Rows from a pointing dataset
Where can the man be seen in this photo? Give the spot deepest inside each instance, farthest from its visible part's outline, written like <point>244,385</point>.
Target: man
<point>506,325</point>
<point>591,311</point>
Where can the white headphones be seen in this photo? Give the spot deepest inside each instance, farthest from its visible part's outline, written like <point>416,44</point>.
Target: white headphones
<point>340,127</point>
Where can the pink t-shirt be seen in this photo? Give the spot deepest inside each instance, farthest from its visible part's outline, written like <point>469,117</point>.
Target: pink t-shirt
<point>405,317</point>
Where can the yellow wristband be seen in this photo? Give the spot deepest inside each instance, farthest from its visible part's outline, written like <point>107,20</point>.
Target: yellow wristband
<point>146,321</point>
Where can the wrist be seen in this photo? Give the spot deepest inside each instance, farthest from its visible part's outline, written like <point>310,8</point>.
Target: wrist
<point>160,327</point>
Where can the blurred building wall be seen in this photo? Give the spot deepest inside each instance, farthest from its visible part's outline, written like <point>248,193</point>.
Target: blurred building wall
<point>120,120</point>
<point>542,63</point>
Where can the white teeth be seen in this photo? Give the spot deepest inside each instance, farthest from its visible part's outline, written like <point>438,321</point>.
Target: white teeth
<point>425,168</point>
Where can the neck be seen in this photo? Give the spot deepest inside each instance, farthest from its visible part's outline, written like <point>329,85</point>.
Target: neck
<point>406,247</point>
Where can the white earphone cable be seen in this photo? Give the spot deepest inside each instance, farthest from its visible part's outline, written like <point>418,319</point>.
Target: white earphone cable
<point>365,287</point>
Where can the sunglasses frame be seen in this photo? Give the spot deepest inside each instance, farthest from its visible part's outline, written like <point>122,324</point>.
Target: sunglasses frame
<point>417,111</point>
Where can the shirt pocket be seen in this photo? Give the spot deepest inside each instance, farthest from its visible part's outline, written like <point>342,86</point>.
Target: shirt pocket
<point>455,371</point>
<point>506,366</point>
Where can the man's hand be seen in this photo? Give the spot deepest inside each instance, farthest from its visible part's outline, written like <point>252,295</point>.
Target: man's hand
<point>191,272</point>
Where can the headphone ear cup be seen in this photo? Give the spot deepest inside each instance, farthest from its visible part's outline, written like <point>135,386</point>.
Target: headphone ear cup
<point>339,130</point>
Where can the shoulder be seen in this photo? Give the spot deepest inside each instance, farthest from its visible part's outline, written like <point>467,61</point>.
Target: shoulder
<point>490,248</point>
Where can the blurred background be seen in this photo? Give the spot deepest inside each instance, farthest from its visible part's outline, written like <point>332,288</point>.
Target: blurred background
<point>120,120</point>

• EXERCISE OBJECTIVE
Can you reproduce every row above word for word?

• RESULT FOR THIS EXERCISE
Where can the man be seen in this photo? Give the spot deepest inside each instance, farthest from its visible part's outline, written like <point>244,385</point>.
Target: man
<point>506,325</point>
<point>591,311</point>
Where can the white headphones be seen in this photo? Give the spot deepest inside each instance, farthest from its visible part's outline, written like <point>416,44</point>.
Target: white headphones
<point>340,127</point>
Where can the pink t-shirt be seen in this photo? Give the spot deepest inside each instance, farthest from its visible part's outline, written like <point>469,117</point>.
Target: pink t-shirt
<point>405,317</point>
Where can the yellow wristband be seen in this photo? Give the spot deepest inside each instance, farthest from its visible part's outline, written like <point>107,20</point>.
Target: yellow wristband
<point>146,321</point>
Where can the wrist be seen in this photo? Give the spot deepest inside each instance, farthest from its visible part's outline, written like <point>310,8</point>.
Target: wrist
<point>160,327</point>
Where can the blurred building wall be seen in this photo? Give the spot deepest inside each instance, farthest from its visible part's outline, written like <point>248,193</point>.
Target: blurred building wall
<point>120,120</point>
<point>542,63</point>
Where can the white teeth be seen in this photo? Give the spot deepest inside each instance, farthest from its visible part's outline, written like <point>438,321</point>.
Target: white teeth
<point>425,168</point>
Where can the neck be seen in this photo? Give the spot deepest inside each instance, farthest from its visible part's outline, written like <point>329,85</point>.
Target: neck
<point>406,247</point>
Where can the white earphone cable be seen in this photo? Give the spot deepest inside each instance, farthest from its visible part's outline, written like <point>418,319</point>.
Target: white earphone cable
<point>365,287</point>
Where can the sunglasses frame be seen in this photo? Give the spot deepest inside each instance, farthest from its visible part's outline, written like <point>122,324</point>.
Target: sunglasses frame
<point>417,111</point>
Where can the shirt pocket be seen in this photo? Give the spot deepest inside each instance, farthest from its visible part's outline, written like <point>342,86</point>.
Target: shirt pocket
<point>455,371</point>
<point>506,366</point>
Where can the man's hand be seen in this photo? Give the spot deepest inside each instance, farthest from its visible part's outline, written like <point>252,295</point>.
Target: man's hand
<point>191,272</point>
Where can the headphone ear cup be seen in this photo? Give the spot deepest inside each instance, farthest from its visible part's outline, written like <point>135,386</point>.
Target: headphone ear cup
<point>339,130</point>
Where can the shoulder be seen in this photo? Give the spot deepest inside each instance, farthest from its visible part's outline, written like <point>467,61</point>.
Target: shoulder
<point>490,248</point>
Where can the blurred background be seen in this photo? Give the spot deepest inside each instance, farthest from its visible part's outline, written like <point>332,288</point>.
Target: blurred background
<point>120,120</point>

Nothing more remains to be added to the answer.